**TO DO:**
(1) Please answer these questions about the Last-Modified header report:
(a) What is the Last-Modified HTTP header used to check?
(b) In which function was the code mentioned in connection with T46570 added?
(c) What is the default value of $wgSquidMaxage?
(2) Write out the Last-Modified header report again, beginning at the words "The default value" and stopping after "the cached one.", and change "full page" to "whole page".

**EXCERPT TO READ:**
================
Page MenuHomePhabricator

Last-Modified header makes pages uncacheable in frontend caches when it was modified after $wgSquidMaxage
Closed, DeclinedPublic

Description

The Last-Modified HTTP header, used to check if a cached page has been modified since it was cached, is wrongly set under certain circumstances:

Conditions:

In OutputPage::checkLastModified due to T46570 it was added:

if ( $config->get( 'UseSquid' ) ) {
	// T46570: the core page itself may not change, but resources might
	$modifiedTimes['sepoch'] = wfTimestamp( TS_MW, time() - $config->get( 'SquidMaxage' ) );
}

This adds another time to later use the most recent time for the Last-Modified. The problem is: it calculates a date that moves every second. The date is always $wgSquidMaxage seconds before "now".

The default value of $wgSquidMaxage is 18000 seconds (5 hours). If a page is last modified more than 5 hours ago, the $modifiedTimes['sepoch'] timestamp will likely be the most recent one, and the Last-Modified: header will be constantly moving every second, making each request with an If-Last-Modified header return the full page again instead of the cached one.
================
**RECORDS SUPPLIED:**
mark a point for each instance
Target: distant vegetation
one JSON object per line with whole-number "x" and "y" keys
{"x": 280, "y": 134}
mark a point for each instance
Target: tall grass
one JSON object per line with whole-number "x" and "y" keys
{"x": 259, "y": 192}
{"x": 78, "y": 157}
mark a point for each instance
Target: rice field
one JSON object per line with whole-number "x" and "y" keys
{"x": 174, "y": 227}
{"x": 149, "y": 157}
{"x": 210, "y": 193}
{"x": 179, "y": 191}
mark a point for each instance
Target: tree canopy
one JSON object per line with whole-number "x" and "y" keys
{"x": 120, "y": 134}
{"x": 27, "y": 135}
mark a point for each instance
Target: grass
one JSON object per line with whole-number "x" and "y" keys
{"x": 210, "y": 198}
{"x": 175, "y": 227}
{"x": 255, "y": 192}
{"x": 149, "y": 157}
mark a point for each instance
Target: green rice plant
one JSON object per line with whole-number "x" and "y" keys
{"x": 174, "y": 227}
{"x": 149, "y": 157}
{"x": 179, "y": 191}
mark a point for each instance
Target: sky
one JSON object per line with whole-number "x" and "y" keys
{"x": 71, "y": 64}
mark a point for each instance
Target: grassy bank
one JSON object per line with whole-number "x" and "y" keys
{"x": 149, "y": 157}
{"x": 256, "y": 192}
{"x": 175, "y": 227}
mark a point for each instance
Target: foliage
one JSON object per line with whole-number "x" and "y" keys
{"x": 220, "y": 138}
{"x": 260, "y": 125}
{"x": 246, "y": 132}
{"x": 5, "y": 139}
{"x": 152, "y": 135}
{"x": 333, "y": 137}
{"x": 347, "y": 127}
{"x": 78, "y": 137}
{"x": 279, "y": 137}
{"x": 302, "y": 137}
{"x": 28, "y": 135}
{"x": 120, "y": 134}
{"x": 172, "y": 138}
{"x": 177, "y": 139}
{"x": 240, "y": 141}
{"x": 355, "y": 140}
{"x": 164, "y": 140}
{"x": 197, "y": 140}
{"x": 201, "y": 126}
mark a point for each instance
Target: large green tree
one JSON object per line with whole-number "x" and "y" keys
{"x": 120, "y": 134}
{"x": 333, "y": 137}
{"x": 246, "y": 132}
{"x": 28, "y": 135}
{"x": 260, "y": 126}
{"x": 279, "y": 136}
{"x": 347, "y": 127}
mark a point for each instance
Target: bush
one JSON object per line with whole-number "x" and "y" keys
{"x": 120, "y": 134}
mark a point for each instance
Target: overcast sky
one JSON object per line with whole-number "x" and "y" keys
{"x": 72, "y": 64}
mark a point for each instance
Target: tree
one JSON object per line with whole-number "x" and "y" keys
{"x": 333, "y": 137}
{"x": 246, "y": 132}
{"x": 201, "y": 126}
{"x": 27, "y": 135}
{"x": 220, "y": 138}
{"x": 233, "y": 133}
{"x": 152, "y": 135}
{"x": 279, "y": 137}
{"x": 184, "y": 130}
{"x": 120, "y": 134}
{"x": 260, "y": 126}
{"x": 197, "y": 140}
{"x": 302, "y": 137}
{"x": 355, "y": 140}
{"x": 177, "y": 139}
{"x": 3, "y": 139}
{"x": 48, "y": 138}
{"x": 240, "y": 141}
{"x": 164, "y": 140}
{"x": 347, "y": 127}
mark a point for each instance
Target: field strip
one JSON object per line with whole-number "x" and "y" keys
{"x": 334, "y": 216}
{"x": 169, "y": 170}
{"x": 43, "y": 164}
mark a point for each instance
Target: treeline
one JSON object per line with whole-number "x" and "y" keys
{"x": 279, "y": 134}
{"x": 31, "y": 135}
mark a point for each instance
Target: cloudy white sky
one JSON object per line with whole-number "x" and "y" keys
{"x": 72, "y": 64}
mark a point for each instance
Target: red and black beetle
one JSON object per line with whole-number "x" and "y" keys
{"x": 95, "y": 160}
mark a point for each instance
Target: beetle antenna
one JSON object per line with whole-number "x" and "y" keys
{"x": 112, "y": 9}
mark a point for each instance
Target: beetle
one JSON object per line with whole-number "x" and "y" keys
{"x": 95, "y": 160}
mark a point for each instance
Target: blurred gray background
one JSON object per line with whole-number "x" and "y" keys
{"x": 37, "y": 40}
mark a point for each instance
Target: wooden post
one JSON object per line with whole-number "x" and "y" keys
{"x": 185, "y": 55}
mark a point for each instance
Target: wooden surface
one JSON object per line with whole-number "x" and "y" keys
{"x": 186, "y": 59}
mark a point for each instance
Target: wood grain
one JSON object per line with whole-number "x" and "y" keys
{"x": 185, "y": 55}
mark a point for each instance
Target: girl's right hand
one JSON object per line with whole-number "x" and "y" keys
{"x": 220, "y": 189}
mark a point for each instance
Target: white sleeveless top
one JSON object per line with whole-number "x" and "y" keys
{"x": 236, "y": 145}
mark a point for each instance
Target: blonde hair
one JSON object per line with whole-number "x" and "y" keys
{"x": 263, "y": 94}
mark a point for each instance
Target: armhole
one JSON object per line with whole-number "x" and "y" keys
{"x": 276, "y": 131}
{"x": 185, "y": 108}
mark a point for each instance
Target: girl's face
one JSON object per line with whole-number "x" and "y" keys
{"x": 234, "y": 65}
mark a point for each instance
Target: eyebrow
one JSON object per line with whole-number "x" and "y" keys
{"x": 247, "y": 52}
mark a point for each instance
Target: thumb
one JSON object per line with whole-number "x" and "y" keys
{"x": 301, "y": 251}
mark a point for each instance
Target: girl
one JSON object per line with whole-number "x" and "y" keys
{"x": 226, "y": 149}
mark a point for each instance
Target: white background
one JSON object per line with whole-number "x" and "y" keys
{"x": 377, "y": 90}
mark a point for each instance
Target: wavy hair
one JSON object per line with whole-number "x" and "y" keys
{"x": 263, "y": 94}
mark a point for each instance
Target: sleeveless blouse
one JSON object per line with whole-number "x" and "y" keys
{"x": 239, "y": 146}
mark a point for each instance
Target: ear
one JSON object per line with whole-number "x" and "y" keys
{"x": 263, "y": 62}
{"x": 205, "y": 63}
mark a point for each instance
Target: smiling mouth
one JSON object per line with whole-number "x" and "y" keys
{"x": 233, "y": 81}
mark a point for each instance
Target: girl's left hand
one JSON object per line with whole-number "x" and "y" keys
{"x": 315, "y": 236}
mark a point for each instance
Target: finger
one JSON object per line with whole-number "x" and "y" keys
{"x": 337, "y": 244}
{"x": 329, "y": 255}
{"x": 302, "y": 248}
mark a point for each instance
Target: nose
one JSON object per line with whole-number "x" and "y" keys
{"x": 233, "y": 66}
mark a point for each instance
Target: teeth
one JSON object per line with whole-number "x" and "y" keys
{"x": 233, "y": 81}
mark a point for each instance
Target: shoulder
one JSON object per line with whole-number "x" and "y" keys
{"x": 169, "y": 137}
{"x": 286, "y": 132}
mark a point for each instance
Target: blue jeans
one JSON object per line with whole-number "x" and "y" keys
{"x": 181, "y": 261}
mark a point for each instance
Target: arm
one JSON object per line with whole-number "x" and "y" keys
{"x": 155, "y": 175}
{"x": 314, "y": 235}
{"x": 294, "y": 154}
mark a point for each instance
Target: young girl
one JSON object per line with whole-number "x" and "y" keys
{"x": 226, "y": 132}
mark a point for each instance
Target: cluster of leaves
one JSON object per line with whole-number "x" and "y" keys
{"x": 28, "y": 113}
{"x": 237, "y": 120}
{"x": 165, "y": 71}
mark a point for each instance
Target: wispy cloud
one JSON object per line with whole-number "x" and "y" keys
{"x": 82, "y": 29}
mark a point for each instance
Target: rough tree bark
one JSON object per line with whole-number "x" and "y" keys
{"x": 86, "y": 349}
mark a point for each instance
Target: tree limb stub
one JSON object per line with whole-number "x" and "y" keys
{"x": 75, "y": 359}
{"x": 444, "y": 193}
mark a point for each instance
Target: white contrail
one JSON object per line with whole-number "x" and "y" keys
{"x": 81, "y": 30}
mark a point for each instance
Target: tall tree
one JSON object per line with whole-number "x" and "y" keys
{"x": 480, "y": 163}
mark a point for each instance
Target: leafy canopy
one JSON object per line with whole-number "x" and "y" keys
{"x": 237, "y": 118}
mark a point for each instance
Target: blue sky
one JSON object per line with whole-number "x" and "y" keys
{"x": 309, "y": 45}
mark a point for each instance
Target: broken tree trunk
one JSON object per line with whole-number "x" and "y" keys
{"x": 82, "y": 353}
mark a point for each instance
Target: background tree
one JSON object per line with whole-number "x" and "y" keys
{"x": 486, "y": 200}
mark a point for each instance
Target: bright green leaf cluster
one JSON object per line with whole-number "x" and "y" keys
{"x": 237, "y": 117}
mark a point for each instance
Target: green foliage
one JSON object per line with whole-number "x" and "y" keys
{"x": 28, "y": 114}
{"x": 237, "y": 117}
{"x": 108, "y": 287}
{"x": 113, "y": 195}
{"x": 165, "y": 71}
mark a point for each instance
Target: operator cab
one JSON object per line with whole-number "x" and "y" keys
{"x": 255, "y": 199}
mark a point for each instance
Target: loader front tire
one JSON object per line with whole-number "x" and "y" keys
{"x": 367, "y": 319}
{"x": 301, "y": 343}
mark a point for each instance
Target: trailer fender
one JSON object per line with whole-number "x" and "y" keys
================
**SOLUTIONS PER TASK:**
(1)
(a) Whether a cached page has been modified since it was cached.
(b) OutputPage::checkLastModified.
(c) 18000 seconds (5 hours).

(2)
The default value of $wgSquidMaxage is 18000 seconds (5 hours). If a page is last modified more than 5 hours ago, the $modifiedTimes['sepoch'] timestamp will likely be the most recent one, and the Last-Modified: header will be constantly moving every second, making each request with an If-Last-Modified header return the whole page again instead of the cached one.